[Task brief]: Below are entries. Reproduce exactly the lines between the line holding "Drop one marker on each instance of the vanity" and the line holding "Drop one marker on each instance of the cabinet", inclusive, and only those.

________

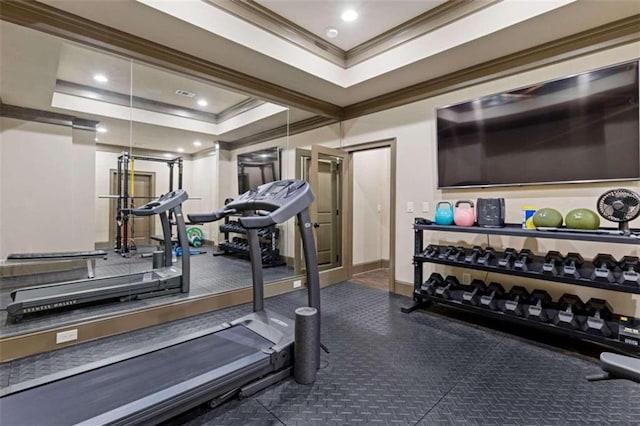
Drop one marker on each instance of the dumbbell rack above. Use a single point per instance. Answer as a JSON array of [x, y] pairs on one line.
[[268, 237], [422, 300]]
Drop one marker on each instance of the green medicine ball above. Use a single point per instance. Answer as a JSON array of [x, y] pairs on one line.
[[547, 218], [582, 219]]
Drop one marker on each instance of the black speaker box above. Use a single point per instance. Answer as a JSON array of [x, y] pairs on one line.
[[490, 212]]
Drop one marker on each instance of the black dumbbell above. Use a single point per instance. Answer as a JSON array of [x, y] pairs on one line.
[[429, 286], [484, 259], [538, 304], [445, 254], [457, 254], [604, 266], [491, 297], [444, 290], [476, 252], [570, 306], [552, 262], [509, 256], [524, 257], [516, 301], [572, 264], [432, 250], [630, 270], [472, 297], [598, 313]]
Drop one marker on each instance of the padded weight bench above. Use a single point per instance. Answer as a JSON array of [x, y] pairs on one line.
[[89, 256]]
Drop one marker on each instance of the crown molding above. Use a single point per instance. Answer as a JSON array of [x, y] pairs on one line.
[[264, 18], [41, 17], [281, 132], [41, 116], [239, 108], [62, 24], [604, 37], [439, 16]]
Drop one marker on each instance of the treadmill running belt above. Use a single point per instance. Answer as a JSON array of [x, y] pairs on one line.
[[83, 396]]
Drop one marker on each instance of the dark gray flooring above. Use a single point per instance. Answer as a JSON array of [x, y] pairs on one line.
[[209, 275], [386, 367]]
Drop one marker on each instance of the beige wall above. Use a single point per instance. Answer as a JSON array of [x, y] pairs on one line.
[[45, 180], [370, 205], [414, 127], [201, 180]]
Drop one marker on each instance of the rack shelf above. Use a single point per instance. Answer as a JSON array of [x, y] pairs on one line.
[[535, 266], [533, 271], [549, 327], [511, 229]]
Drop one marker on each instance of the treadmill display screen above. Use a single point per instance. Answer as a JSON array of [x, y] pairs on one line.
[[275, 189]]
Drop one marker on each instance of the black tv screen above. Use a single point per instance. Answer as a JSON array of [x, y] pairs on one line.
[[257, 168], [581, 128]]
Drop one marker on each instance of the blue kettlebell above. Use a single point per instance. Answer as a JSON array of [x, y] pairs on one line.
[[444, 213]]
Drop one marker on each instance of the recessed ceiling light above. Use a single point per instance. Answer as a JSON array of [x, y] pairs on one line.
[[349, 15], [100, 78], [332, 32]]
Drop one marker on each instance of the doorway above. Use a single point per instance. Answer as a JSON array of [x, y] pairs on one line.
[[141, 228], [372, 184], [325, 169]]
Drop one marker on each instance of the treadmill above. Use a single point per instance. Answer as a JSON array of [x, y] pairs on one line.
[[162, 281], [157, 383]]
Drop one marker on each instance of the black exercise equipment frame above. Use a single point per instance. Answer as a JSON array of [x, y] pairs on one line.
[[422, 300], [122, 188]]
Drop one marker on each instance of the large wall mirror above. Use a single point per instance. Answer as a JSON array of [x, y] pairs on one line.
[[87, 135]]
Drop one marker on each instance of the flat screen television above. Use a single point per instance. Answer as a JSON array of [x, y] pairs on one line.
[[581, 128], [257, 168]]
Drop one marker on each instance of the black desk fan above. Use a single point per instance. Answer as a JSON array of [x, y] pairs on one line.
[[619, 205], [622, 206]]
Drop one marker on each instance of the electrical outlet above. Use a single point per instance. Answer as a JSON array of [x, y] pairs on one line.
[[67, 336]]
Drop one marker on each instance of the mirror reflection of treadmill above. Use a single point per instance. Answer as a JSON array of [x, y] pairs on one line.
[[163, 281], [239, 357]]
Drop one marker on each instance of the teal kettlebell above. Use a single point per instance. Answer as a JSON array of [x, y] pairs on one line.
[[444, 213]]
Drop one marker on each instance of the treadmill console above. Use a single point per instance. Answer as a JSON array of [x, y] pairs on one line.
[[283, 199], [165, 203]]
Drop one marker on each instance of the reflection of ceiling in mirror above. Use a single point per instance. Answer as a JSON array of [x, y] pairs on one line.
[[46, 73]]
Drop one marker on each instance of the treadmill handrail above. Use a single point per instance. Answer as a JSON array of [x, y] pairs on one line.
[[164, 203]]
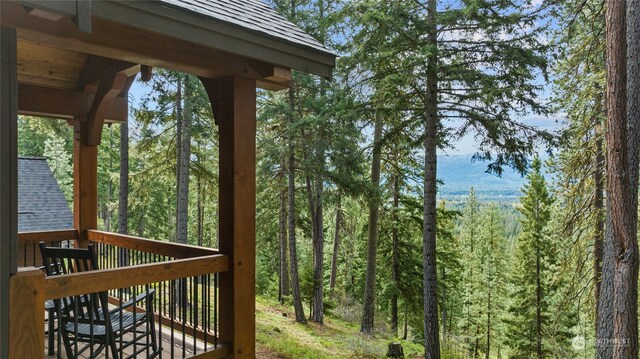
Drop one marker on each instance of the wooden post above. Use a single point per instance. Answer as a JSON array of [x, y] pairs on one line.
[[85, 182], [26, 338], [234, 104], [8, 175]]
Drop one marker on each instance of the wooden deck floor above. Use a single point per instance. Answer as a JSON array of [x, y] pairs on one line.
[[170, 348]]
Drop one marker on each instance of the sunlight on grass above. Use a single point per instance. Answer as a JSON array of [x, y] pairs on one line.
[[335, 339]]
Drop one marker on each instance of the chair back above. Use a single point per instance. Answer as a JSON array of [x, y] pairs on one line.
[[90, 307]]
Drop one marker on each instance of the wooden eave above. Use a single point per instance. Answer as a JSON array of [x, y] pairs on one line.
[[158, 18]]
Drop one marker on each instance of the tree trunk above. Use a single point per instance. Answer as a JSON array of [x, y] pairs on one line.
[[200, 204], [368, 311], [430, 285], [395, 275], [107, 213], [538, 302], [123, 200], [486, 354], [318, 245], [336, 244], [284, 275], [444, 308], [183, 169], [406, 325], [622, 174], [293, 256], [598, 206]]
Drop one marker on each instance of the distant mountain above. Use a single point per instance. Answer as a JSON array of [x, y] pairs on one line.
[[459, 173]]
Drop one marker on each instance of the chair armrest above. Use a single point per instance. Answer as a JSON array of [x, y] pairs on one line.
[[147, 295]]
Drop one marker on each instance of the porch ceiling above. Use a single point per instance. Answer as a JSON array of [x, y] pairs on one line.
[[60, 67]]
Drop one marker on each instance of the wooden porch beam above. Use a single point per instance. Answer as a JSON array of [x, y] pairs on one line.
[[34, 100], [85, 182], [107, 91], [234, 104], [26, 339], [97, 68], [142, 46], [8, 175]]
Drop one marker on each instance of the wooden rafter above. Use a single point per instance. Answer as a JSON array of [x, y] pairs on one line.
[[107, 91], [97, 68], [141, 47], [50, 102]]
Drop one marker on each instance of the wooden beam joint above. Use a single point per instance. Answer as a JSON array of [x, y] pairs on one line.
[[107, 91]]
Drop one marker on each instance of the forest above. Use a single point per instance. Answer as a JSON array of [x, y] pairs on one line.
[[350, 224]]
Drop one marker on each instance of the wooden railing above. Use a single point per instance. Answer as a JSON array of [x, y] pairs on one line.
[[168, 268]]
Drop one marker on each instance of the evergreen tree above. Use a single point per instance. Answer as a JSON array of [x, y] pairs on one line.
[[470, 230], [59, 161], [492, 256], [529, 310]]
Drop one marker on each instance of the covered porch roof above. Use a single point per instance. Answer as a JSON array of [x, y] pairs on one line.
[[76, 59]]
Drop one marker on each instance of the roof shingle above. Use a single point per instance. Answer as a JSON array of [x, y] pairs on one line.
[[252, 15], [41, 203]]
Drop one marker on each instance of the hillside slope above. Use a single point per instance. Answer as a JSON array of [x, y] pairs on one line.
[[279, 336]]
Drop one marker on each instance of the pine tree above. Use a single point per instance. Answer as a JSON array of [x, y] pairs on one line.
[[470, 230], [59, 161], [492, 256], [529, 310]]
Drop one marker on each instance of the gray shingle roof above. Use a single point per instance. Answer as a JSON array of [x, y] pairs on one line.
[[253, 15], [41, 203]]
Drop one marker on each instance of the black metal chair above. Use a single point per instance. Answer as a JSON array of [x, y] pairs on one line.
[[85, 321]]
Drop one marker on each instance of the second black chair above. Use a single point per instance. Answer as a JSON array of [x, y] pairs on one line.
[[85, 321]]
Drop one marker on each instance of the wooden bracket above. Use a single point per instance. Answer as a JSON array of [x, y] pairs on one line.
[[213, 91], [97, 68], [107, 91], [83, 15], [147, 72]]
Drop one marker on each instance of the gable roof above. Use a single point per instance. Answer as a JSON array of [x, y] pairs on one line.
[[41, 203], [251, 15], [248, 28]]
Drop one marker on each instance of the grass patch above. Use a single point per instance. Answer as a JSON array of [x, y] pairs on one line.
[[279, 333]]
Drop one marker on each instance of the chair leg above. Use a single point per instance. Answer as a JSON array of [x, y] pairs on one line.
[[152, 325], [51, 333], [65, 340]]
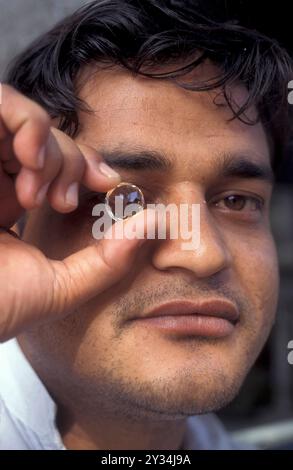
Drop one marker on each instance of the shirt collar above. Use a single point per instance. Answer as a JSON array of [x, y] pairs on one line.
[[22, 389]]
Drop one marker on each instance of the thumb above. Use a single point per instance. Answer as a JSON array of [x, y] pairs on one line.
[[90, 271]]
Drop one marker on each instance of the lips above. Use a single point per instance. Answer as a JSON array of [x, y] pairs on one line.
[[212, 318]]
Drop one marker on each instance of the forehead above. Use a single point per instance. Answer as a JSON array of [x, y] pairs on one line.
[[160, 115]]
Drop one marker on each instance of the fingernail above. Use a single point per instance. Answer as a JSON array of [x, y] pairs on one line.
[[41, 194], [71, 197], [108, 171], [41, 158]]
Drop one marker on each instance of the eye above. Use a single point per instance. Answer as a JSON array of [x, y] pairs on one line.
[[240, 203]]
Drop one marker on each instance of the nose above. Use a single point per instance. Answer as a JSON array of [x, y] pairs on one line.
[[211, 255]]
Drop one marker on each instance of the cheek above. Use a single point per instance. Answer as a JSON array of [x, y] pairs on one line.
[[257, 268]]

________

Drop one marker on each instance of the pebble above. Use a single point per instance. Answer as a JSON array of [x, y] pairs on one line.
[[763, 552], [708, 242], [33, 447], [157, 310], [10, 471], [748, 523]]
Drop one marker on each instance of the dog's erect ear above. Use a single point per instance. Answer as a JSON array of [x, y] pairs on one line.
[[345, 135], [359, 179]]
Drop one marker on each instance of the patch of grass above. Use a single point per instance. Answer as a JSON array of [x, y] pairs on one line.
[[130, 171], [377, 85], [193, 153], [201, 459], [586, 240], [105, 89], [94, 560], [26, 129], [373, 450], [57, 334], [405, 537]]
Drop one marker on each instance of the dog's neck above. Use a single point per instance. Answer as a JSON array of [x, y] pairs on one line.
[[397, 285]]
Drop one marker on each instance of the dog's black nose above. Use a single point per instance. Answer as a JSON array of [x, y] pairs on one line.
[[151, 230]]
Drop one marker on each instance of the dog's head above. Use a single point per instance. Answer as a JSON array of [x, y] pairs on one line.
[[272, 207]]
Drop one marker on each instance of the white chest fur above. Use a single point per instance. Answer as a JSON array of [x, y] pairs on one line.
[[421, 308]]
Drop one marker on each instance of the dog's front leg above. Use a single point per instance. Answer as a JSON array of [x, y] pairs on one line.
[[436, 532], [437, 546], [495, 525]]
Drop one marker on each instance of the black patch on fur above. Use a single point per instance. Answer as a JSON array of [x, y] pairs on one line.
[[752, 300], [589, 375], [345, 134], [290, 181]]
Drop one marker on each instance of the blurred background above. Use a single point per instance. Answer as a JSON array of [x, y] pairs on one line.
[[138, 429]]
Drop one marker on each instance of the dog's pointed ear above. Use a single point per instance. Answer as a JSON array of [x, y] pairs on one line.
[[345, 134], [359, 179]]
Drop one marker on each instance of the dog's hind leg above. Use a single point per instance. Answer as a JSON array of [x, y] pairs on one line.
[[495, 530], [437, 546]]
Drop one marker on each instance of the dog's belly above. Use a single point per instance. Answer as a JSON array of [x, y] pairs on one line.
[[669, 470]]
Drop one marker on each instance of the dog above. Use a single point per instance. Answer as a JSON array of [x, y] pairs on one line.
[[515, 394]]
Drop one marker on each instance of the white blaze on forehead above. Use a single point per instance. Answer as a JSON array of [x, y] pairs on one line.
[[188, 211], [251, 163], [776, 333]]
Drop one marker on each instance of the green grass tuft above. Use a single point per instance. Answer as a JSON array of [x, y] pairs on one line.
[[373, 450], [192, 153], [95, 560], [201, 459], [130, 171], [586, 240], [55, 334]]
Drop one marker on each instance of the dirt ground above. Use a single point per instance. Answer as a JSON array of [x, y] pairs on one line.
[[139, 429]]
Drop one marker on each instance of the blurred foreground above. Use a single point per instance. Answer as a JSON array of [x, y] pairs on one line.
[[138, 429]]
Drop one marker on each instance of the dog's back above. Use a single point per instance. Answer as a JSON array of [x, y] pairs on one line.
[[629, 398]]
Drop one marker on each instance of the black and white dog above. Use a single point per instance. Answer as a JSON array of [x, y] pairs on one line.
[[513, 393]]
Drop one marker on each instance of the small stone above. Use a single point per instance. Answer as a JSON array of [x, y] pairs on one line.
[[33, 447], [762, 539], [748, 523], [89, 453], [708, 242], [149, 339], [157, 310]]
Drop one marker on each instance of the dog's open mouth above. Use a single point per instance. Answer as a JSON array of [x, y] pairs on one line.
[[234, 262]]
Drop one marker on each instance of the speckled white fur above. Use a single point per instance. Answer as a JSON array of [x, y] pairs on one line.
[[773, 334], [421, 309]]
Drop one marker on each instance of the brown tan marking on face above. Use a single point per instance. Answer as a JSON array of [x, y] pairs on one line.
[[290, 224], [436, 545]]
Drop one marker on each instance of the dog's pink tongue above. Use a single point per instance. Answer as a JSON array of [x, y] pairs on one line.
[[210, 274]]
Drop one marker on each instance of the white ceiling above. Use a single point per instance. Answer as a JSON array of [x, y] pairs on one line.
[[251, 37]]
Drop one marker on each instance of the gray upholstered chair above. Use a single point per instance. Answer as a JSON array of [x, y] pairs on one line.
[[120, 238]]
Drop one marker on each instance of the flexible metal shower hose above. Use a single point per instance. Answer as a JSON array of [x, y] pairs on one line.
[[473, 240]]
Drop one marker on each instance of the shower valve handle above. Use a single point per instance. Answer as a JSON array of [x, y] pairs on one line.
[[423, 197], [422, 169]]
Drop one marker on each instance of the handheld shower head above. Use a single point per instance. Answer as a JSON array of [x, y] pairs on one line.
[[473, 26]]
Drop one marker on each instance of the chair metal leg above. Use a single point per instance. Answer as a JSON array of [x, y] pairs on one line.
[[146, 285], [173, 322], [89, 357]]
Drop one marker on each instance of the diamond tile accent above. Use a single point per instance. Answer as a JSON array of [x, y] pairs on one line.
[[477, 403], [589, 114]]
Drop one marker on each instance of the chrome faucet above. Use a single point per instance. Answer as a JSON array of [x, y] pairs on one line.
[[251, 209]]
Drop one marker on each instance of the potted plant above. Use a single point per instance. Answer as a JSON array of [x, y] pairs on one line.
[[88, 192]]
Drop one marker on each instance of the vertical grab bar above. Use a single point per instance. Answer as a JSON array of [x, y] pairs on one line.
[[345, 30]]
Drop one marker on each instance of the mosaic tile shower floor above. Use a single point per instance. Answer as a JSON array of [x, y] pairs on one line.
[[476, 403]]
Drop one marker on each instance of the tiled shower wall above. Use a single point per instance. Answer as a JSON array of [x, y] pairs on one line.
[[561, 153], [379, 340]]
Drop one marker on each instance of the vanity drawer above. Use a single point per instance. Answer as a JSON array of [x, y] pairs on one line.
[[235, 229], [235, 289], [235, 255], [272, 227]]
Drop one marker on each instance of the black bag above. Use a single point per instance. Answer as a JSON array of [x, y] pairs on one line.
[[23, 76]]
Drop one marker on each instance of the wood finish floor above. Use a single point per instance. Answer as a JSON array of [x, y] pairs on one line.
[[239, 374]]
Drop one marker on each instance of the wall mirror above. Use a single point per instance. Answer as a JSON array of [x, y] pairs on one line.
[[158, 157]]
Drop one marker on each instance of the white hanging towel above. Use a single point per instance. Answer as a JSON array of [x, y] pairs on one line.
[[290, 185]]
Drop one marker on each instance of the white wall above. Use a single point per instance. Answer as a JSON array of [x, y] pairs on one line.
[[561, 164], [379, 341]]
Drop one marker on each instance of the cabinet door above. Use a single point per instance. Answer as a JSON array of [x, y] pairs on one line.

________

[Task response]:
Drop one marker on each instance of the vanity drawer above. Use a single point per instance. Answer as a JSON array of [x, y] pairs on one line.
[[235, 229], [235, 289], [235, 255], [272, 227]]
Drop one marker on each instance of the black bag above. Use a single point per instance. Answer as a JSON array of [x, y] pairs on one line.
[[23, 76]]
Drop one marker on each instance of the wood finish floor above. Use a single point per instance. Answer as a JSON array of [x, y] pairs on one line.
[[239, 374]]
Drop one marker on each instance of the wall mirror above. Use a single point per instance. Answer as a JSON array of [x, y] pairs on one line.
[[158, 157]]
Drop one marker on each instance of the white hanging towel above. Use a single point per instance. Answer as a JSON array of [x, y] pairs on one line.
[[290, 185]]
Drop one marker on each instance of the white wall above. Use a single point per instance. Answer as a JSON array of [x, y] pairs on one line.
[[561, 164], [379, 341]]
Drop one marker on each instance of the cabinet door above. Use a single point per instance. Answer as a JSON array of [x, y] pairs on one line.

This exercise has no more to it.